● **WHAT NEEDS TO BE DONE**
Can you transcribe the data exactly? Leave the pictures out.

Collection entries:
::::::::::
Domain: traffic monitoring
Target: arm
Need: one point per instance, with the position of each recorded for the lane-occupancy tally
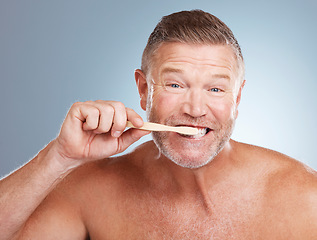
(88, 133)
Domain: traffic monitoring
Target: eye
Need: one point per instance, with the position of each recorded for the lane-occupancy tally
(215, 90)
(174, 85)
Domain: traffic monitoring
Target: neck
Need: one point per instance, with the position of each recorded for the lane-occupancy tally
(200, 179)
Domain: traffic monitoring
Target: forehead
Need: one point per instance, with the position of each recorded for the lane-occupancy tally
(194, 56)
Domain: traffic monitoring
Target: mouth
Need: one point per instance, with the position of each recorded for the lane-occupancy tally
(202, 131)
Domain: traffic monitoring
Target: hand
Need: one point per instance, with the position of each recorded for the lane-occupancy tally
(95, 130)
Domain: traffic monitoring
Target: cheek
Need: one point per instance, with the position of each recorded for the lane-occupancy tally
(165, 102)
(223, 109)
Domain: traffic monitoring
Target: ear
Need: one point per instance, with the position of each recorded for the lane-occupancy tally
(239, 97)
(141, 83)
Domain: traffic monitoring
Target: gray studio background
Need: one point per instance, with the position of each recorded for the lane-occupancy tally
(54, 53)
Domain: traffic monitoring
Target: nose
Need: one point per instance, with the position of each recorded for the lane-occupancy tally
(194, 103)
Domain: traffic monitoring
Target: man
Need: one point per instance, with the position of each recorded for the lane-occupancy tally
(178, 186)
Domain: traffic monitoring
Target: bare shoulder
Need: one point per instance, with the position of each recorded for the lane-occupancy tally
(290, 189)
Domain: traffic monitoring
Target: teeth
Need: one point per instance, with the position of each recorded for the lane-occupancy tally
(201, 132)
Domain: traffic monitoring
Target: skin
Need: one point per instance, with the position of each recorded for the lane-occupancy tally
(244, 192)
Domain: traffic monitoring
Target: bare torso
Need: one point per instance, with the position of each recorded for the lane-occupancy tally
(260, 195)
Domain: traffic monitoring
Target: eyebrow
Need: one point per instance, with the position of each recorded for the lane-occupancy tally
(171, 70)
(221, 76)
(177, 70)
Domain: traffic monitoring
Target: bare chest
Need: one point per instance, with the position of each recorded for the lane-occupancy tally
(176, 220)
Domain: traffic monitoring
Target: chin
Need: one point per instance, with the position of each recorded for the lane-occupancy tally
(187, 157)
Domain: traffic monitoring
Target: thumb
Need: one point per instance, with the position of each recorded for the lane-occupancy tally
(129, 137)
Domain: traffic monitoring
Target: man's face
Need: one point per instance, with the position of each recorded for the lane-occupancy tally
(193, 85)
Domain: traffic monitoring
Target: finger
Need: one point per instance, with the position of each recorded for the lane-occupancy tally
(129, 137)
(89, 116)
(134, 118)
(119, 119)
(107, 112)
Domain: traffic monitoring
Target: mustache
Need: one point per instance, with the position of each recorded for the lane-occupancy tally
(177, 120)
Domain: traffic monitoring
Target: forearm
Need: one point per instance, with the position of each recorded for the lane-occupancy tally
(23, 191)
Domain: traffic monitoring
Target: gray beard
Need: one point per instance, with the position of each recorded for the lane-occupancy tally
(222, 133)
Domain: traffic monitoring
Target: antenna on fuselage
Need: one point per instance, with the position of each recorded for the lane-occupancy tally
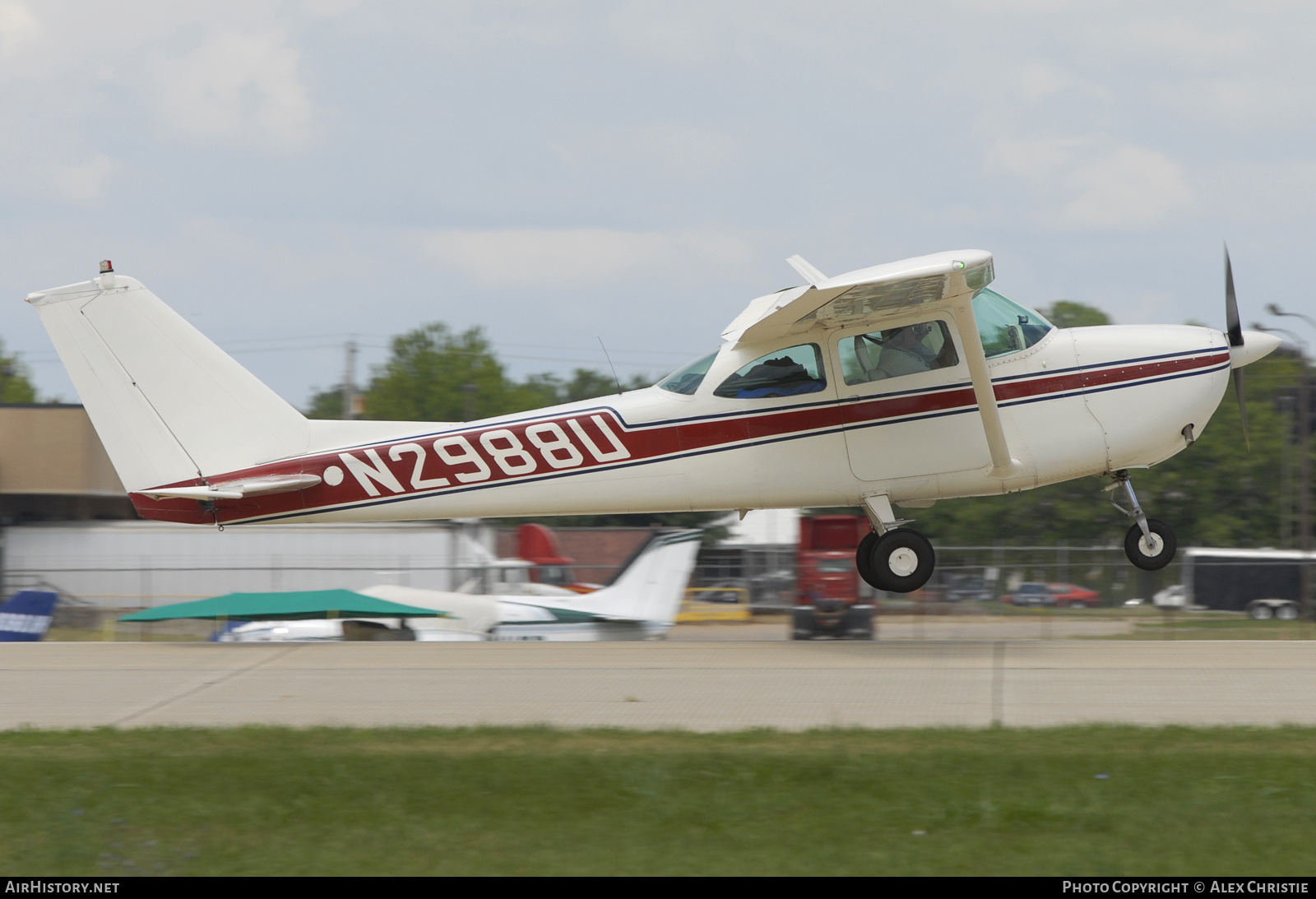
(615, 378)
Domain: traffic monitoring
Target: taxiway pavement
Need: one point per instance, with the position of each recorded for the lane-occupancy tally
(699, 684)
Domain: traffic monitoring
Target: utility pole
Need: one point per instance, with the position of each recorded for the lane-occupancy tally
(350, 399)
(1304, 457)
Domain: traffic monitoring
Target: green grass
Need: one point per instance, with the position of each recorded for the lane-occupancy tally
(265, 800)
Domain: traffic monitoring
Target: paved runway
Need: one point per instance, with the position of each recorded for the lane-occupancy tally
(697, 684)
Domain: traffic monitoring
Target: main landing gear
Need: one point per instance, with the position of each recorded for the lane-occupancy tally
(899, 561)
(1149, 544)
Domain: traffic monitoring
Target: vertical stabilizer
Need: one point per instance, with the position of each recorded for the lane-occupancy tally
(168, 403)
(651, 589)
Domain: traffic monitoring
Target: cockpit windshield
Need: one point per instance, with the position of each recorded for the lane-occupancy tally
(688, 378)
(1007, 327)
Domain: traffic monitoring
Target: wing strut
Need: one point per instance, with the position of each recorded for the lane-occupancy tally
(1003, 464)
::::::::::
● **ANSWER TO THIS TASK**
Domain: traffic monitoring
Target: arm
Need: one point per instance, with the position of each recorded for the lane-occupancy tally
(88, 133)
Domain: traffic monitoring
Target: eye
Need: one point per instance, with the position of each recorded for the lane-occupancy tally
(215, 90)
(174, 85)
Domain: traffic monitoring
Target: neck
Need: one point per instance, with the position of each recorded for the lane-occupancy tally
(200, 179)
Domain: traffic monitoring
Target: forehead
Need: one point per instance, with the position of each recorded for the lane-occupancy tally
(194, 56)
Domain: traffic monitoring
Target: mouth
Need: one point per instance, with the position of each recorded for the lane-occupancy tally
(202, 131)
Domain: traffic monitoring
Target: hand
Need: one point per instance, with the position of each recorded for the lane-occupancy tally
(95, 130)
Domain: traffic monitoring
Target: cheek
Need: one point per instance, with the position of each recorded for the lane-occupancy tally
(165, 102)
(223, 109)
Domain: traffic monitoring
Target: ear
Need: one point per instance, with the position of each recorded for the lane-occupancy tally
(239, 97)
(141, 83)
Domain: traffic monitoring
Target: gray studio background
Need: one point per instance, with the position of each recorded for the lane-occupancy tally
(54, 53)
Domain: traffic monitoring
Target: nose
Need: one point per instance, with the position of each recorded for the lane-occupancy tally
(194, 103)
Domain: traffic monitoring
Target: man
Need: one point per instance, with the position of each recorded for the lane-occupancy tally
(178, 186)
Domain: traffic monitoring
Target: bare shoulder
Need: one point per instance, with the position of each recorded for the lane-occupancy tally
(290, 189)
Domain: traffic monitoring
Target: teeth
Need: one point per instance, with the position of each recorded for the lane-occupancy tally
(201, 132)
Domain: traffic monitoring
Target: skin
Need: one point per instance, with the position of each recorded for the lane-occupancy tally
(244, 192)
Domain: traffic monitoring
Target: bare torso
Need: one point per instance, with the position of each recorded for the lane-occupancy tally
(260, 195)
Domain: traffic monitoring
Target: eyebrow
Need: one point per instance, with the position of each recorded for the lane-occupancy tally
(171, 70)
(221, 76)
(177, 70)
Domain: traffic monitoring
Target: bare chest
Need: one point per instance, with the position of each recorded for the lane-occupancy tally
(176, 220)
Domain: traffic monitoring
Target: chin
Need: one point per instance, with the position of each recorded for the lane-occupancy tally
(187, 157)
Domain: traffic monitoring
Target: thumb
Need: one point per instance, with the position of each recorded for the lane-occupancy tally
(129, 137)
Domain: traffic monitoring
Target: man's face
Need: one point per instance, with the position of each recorded for the lane-occupancy tally
(193, 85)
Domain: traffic monitoring
Target: finger
Need: one point per instance, with the position of each recorded for the lane-occupancy tally
(129, 137)
(89, 116)
(134, 118)
(119, 119)
(107, 112)
Domain: traffic monitoring
Target: mustache
Need: one point per instance, with the position of each recorded for the lane-occupancy tally
(177, 120)
Domain: traffic monitoring
Target: forearm
Need: one point per instance, with the position of each recorded for the lane-occupancy tally
(23, 191)
Domain: traffic monitoring
Target: gray beard
Need: one point per instance, with the position of each recorded for the lane-occupancy tally
(222, 133)
Domain: traffic monitoring
Target: antenna on fuselage
Need: one point per instance, with the position of each recorded for the lane-occupancy tally
(615, 378)
Domain: traffic monitoring
Target: taxiway pavement
Need: one point per instance, with the position of each recorded for the lane-occupancy tally
(699, 684)
Domain: traffic monitoring
Target: utility pole
Need: one point per instance, with the position of each recorded for the lane-occupancy tally
(350, 399)
(1304, 457)
Domain: traffic monitoring
Target: green grass
Need: one point per instance, with the position of each recorded for the lane-occupancy tally
(265, 800)
Domain: traffic monitoring
Target: paved runway
Need: one point per instance, with the position of each recorded for the lane-occupancy tally
(697, 684)
Domain: traffic monitoring
Target: main landing gear
Need: one point per instance, with the position of each recorded for the lane-occupancy tally
(899, 561)
(1149, 544)
Domain: traffic monitoring
Target: vertical stabilizer
Need: one point per instance, with the position of each recorded for the lane-occupancy tally
(168, 403)
(651, 589)
Domain: traffic monitoring
Target: cockpit windshield
Need: one point per instance, with the position of each recorded for the lane-occupancy tally
(688, 378)
(1007, 327)
Domain: traffic monitoring
Target: wing strut
Need: one point per instance, with the position of each recorded for the lane-occupancy tally
(1003, 464)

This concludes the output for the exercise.